Azure Advisor Qwen2.5-0.5B (SFT)
Fine-tuned Qwen/Qwen2.5-0.5B-Instruct to generate Azure Advisor-style recommendations using Supervised Fine-Tuning (SFT).
Model Description
This model has been trained to analyze Azure workload configurations and generate structured recommendations across 5 Azure Advisor categories:
- Cost - Cost optimization recommendations
- Security - Security posture improvements
- Performance - Performance optimization suggestions
- OperationalExcellence - Operational best practices
- HighAvailability - Reliability and availability improvements
Training Details
| Parameter | Value |
|---|---|
| Base Model | Qwen/Qwen2.5-0.5B-Instruct |
| Method | SFT with LoRA adapters |
| Dataset | thegovind/azure-advisor-sft (348 train, 41 eval) |
| Training Steps | 200 |
| Learning Rate | 2e-4 (cosine schedule) |
| LoRA Rank / Alpha | 16 / 32 |
| Quantization | 4-bit QLoRA (NF4) |
| Hardware | NVIDIA RTX 3090 (24GB) |
| Training Time | ~5 minutes |
Training Metrics
| Metric | Value |
|---|---|
| Pre-SFT Baseline | 0.80/10 |
| Post-SFT Score | 3.72/10 |
| Improvement | +2.92 |
| Final Training Loss | 0.029 |
| Final Eval Loss | 0.035 |
Loss Trajectory
1.76 -> 1.06 -> 0.47 -> 0.24 -> 0.13 -> 0.064 -> 0.050 -> 0.044 -> 0.038 -> 0.034 -> 0.029
Evaluation (5 Reward Functions, max 10.0)
| Function | Weight | Description |
|---|---|---|
| Format Compliance | 1.5 | Correct XML tags and JSON structure |
| Category Correctness | 2.0 | Valid Advisor categories |
| Grounding Quality | 2.0 | Claims supported by input evidence |
| Actionability | 2.0 | Concrete, feasible next steps |
| Completeness | 2.5 | Coverage of issues with proper schema |
Output Format
The model generates structured output with:
<ANALYSIS>- Reasoning about the workload state<RECOMMENDATIONS>- JSON array of recommendation objects<SUMMARY>- Brief summary of key recommendations
Each recommendation includes: category, impact, resourceId, problem, solution, potentialBenefits, evidence, nextSteps, confidence.
Usage
from peft import PeftModel
from transformers import AutoModelForCausalLM, AutoTokenizer
import torch
base_model = AutoModelForCausalLM.from_pretrained(
"Qwen/Qwen2.5-0.5B-Instruct",
torch_dtype=torch.float16,
device_map="auto"

STATED PROBLEM A.
List the reward functions named in the evaluation table of the model card.

PROVIDED DATA.

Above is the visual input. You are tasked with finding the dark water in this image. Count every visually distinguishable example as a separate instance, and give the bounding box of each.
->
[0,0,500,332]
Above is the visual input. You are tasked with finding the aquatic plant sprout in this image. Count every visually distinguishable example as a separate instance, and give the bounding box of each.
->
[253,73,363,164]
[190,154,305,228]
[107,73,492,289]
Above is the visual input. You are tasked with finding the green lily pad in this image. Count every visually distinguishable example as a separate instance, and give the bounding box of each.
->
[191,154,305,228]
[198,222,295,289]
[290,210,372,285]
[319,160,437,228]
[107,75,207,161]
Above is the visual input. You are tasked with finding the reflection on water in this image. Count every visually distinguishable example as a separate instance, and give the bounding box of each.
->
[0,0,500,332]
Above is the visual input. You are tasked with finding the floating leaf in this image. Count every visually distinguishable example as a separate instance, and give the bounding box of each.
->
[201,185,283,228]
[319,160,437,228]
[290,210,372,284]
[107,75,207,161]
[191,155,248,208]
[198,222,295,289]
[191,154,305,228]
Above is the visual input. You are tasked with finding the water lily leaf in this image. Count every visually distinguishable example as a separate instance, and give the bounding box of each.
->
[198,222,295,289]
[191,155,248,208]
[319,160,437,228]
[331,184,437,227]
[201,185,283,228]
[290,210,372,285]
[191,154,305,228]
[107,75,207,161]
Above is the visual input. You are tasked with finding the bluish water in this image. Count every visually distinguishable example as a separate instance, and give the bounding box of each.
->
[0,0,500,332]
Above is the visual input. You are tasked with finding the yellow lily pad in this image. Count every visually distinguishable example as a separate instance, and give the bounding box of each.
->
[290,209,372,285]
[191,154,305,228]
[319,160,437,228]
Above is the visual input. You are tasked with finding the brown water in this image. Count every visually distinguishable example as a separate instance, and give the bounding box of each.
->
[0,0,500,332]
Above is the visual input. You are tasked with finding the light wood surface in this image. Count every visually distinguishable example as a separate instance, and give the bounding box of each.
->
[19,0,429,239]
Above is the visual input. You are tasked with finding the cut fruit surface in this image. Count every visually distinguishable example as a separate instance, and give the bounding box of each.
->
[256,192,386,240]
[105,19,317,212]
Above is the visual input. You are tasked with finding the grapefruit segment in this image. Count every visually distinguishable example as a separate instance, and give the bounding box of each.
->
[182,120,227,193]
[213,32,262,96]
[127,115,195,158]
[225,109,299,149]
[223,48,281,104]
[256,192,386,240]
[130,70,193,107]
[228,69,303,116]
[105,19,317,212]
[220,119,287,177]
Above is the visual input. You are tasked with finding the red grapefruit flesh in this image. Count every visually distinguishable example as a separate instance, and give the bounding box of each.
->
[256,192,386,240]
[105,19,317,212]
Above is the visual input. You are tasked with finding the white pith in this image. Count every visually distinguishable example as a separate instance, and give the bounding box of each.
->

STATED PROBLEM B.
How many lines of the listing contain the string "water"? Case counts; give only the number.

REPLY A.
Format Compliance, Category Correctness, Grounding Quality, Actionability, Completeness

REPLY B.
5